# [Your goal]
Locate the line that contains "the ceiling in". Print it and every subsequent line through the final line of the records, exactly and only those.

# [Dataset rows]
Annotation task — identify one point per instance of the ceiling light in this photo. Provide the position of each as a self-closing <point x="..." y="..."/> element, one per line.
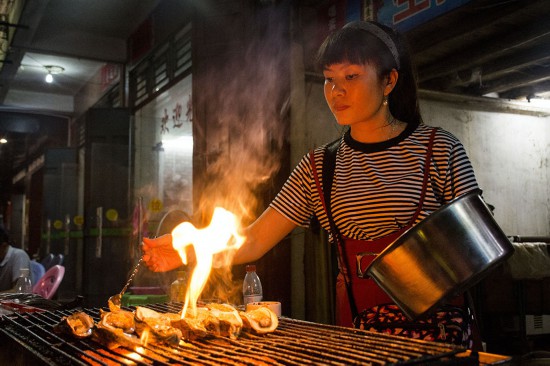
<point x="52" y="70"/>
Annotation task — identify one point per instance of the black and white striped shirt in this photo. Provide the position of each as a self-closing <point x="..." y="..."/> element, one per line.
<point x="376" y="187"/>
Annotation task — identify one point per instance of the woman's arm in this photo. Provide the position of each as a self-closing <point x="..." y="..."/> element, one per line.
<point x="268" y="230"/>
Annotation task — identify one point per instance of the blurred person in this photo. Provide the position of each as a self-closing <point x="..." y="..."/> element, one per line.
<point x="11" y="261"/>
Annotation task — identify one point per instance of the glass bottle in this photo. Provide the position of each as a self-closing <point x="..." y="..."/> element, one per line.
<point x="252" y="286"/>
<point x="178" y="287"/>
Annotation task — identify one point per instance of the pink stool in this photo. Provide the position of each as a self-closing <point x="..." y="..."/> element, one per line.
<point x="48" y="284"/>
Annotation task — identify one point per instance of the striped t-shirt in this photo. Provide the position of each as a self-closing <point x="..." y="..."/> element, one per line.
<point x="376" y="187"/>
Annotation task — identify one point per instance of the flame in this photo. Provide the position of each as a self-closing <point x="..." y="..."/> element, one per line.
<point x="144" y="339"/>
<point x="221" y="235"/>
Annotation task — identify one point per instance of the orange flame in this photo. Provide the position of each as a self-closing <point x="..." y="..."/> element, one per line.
<point x="221" y="235"/>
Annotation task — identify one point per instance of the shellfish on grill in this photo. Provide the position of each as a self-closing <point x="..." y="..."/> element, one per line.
<point x="78" y="324"/>
<point x="261" y="320"/>
<point x="121" y="319"/>
<point x="227" y="322"/>
<point x="192" y="327"/>
<point x="115" y="329"/>
<point x="155" y="327"/>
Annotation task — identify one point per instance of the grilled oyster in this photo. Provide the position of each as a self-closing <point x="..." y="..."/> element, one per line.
<point x="155" y="327"/>
<point x="121" y="319"/>
<point x="228" y="322"/>
<point x="261" y="320"/>
<point x="78" y="324"/>
<point x="112" y="336"/>
<point x="192" y="327"/>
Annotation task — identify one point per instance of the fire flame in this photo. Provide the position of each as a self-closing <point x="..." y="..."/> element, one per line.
<point x="221" y="235"/>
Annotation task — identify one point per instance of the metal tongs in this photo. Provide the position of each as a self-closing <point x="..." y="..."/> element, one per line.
<point x="115" y="301"/>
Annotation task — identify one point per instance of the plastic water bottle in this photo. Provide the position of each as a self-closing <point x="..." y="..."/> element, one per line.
<point x="23" y="283"/>
<point x="252" y="287"/>
<point x="178" y="287"/>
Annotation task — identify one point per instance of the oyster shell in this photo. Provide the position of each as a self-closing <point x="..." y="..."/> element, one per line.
<point x="121" y="319"/>
<point x="156" y="327"/>
<point x="192" y="327"/>
<point x="261" y="320"/>
<point x="78" y="324"/>
<point x="229" y="323"/>
<point x="111" y="336"/>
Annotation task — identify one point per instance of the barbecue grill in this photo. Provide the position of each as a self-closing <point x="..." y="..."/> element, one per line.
<point x="30" y="336"/>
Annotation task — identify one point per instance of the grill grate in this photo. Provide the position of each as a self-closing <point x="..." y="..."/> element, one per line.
<point x="295" y="342"/>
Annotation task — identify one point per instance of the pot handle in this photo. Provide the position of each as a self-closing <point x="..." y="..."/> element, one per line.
<point x="360" y="259"/>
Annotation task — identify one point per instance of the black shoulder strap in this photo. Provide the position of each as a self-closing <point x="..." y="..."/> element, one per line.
<point x="329" y="164"/>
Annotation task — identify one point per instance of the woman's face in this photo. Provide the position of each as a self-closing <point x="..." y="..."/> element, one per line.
<point x="355" y="93"/>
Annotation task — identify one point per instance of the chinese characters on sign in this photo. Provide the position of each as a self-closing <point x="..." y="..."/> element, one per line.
<point x="176" y="117"/>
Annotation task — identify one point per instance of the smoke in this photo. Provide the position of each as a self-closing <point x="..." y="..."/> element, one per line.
<point x="244" y="98"/>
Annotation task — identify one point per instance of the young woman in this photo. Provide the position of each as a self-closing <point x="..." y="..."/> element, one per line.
<point x="390" y="170"/>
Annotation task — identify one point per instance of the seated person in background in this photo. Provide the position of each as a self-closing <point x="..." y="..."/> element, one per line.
<point x="11" y="261"/>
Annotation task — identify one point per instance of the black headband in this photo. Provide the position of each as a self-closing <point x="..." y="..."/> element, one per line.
<point x="379" y="33"/>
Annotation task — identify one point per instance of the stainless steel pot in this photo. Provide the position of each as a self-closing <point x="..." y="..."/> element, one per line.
<point x="442" y="256"/>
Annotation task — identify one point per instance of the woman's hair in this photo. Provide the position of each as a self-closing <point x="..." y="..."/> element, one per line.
<point x="4" y="236"/>
<point x="354" y="43"/>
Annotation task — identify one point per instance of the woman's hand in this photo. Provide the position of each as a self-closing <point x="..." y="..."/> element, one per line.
<point x="159" y="255"/>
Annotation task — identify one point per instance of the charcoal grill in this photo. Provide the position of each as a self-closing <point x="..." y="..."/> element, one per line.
<point x="30" y="335"/>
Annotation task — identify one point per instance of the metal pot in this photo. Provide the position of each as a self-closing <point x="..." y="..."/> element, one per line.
<point x="442" y="256"/>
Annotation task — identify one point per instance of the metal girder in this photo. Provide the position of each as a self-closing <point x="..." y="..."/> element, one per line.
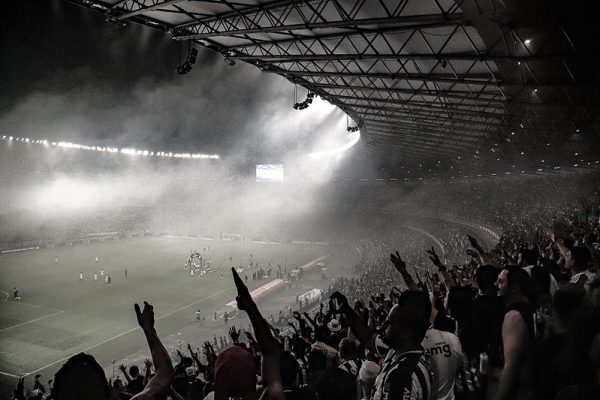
<point x="429" y="118"/>
<point x="241" y="12"/>
<point x="447" y="107"/>
<point x="300" y="38"/>
<point x="426" y="133"/>
<point x="418" y="56"/>
<point x="471" y="79"/>
<point x="138" y="7"/>
<point x="454" y="130"/>
<point x="482" y="114"/>
<point x="204" y="30"/>
<point x="447" y="94"/>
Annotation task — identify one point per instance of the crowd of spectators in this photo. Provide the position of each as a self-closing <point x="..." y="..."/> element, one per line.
<point x="518" y="321"/>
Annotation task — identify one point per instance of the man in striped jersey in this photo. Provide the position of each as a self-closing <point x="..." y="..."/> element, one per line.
<point x="406" y="372"/>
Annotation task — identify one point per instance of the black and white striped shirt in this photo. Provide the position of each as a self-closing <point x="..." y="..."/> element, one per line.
<point x="404" y="376"/>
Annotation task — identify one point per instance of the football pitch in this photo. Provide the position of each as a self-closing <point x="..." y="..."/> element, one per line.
<point x="60" y="315"/>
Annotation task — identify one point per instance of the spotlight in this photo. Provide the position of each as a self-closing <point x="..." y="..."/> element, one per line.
<point x="190" y="60"/>
<point x="303" y="105"/>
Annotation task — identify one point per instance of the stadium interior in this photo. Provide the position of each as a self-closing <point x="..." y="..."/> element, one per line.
<point x="300" y="199"/>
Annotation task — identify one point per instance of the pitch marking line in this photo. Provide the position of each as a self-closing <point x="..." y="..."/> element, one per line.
<point x="6" y="300"/>
<point x="429" y="235"/>
<point x="33" y="320"/>
<point x="119" y="335"/>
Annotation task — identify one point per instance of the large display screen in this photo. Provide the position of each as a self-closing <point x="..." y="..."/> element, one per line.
<point x="269" y="173"/>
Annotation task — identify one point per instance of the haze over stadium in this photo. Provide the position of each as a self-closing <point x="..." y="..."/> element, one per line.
<point x="337" y="157"/>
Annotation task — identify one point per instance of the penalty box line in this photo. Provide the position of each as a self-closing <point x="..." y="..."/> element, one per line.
<point x="119" y="335"/>
<point x="29" y="322"/>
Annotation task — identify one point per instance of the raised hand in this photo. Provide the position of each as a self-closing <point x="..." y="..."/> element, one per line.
<point x="250" y="337"/>
<point x="148" y="363"/>
<point x="234" y="335"/>
<point x="472" y="253"/>
<point x="435" y="259"/>
<point x="19" y="392"/>
<point x="473" y="242"/>
<point x="145" y="317"/>
<point x="399" y="264"/>
<point x="342" y="301"/>
<point x="243" y="299"/>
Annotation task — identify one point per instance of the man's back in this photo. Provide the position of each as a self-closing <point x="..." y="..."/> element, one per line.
<point x="446" y="358"/>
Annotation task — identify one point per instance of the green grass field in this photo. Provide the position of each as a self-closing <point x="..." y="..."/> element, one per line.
<point x="59" y="315"/>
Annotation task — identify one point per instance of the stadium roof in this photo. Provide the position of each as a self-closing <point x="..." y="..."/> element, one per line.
<point x="425" y="79"/>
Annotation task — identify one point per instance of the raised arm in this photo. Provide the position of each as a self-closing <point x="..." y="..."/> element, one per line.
<point x="359" y="328"/>
<point x="514" y="337"/>
<point x="483" y="256"/>
<point x="448" y="280"/>
<point x="159" y="384"/>
<point x="268" y="345"/>
<point x="123" y="369"/>
<point x="400" y="266"/>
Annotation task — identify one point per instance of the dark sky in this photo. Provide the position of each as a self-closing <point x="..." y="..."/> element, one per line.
<point x="67" y="74"/>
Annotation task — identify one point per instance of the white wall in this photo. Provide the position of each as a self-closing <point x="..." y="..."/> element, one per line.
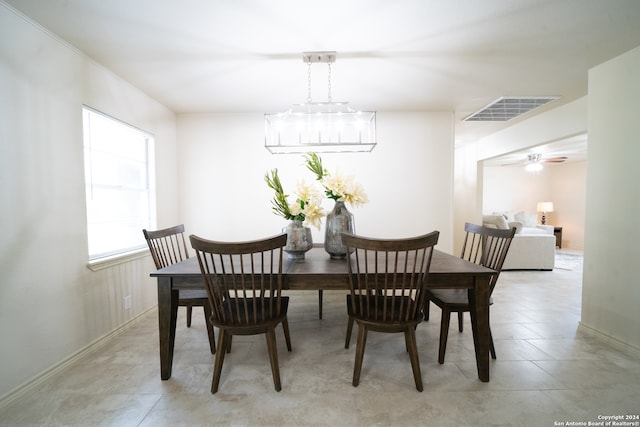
<point x="51" y="305"/>
<point x="408" y="177"/>
<point x="611" y="289"/>
<point x="514" y="189"/>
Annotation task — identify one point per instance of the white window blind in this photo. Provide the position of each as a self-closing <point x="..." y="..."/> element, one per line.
<point x="118" y="161"/>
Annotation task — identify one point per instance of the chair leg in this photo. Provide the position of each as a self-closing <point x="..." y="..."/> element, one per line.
<point x="210" y="330"/>
<point x="273" y="358"/>
<point x="492" y="349"/>
<point x="224" y="340"/>
<point x="410" y="338"/>
<point x="287" y="337"/>
<point x="349" y="330"/>
<point x="189" y="310"/>
<point x="444" y="334"/>
<point x="362" y="342"/>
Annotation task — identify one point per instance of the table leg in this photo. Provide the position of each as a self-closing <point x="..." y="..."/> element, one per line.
<point x="167" y="315"/>
<point x="479" y="303"/>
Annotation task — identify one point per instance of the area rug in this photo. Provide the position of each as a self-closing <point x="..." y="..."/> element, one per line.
<point x="568" y="261"/>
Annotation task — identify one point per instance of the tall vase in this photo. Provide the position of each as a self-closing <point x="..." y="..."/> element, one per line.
<point x="337" y="221"/>
<point x="298" y="240"/>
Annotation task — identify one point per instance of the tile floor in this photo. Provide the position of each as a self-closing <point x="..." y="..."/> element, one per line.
<point x="547" y="373"/>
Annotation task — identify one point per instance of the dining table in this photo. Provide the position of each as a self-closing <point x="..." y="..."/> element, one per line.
<point x="317" y="271"/>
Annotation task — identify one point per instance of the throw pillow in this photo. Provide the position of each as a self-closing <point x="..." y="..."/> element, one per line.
<point x="517" y="225"/>
<point x="495" y="221"/>
<point x="526" y="220"/>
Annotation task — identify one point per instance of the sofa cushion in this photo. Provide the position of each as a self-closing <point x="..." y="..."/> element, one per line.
<point x="495" y="221"/>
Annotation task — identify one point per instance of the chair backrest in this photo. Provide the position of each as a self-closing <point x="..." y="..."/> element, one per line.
<point x="243" y="279"/>
<point x="388" y="277"/>
<point x="168" y="246"/>
<point x="487" y="247"/>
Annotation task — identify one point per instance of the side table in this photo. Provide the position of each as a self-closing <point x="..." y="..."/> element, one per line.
<point x="557" y="231"/>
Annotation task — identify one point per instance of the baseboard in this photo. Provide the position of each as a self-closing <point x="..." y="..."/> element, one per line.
<point x="615" y="342"/>
<point x="37" y="380"/>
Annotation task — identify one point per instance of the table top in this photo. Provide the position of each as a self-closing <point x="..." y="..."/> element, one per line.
<point x="319" y="267"/>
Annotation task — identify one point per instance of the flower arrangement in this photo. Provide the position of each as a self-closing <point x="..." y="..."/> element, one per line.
<point x="306" y="207"/>
<point x="338" y="187"/>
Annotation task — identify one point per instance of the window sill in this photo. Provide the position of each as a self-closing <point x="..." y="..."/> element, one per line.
<point x="107" y="262"/>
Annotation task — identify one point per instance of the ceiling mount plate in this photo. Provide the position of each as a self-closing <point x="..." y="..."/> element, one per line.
<point x="313" y="57"/>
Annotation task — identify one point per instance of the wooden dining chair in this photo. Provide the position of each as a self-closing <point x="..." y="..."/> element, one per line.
<point x="168" y="246"/>
<point x="484" y="246"/>
<point x="387" y="290"/>
<point x="244" y="285"/>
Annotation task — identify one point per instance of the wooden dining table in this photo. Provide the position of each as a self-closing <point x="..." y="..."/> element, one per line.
<point x="319" y="272"/>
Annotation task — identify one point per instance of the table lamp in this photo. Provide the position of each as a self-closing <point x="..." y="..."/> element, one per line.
<point x="545" y="207"/>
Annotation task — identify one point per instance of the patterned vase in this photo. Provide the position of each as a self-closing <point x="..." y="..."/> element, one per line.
<point x="298" y="240"/>
<point x="337" y="221"/>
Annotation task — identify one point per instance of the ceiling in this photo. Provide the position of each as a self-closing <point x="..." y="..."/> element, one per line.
<point x="405" y="55"/>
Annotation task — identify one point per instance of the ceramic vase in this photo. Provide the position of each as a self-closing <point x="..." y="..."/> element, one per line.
<point x="298" y="240"/>
<point x="338" y="220"/>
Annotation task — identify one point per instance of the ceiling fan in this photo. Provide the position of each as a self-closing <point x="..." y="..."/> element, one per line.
<point x="533" y="162"/>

# [Exercise response]
Annotation task — identify one point per instance of the ceiling in this photo. Provide the position of each as a self-closing <point x="..." y="..."/> element, one per line.
<point x="405" y="55"/>
Annotation task — identify one point per instance of the ceramic vase in this photo. Provide the position of each as a self-closing <point x="..." y="..."/> element, one per line.
<point x="298" y="240"/>
<point x="338" y="220"/>
Annotation task — identify one point per instance of the ceiling fan in this photo. Provide the position of each as a self-closing <point x="..." y="..."/> element, one per line.
<point x="533" y="162"/>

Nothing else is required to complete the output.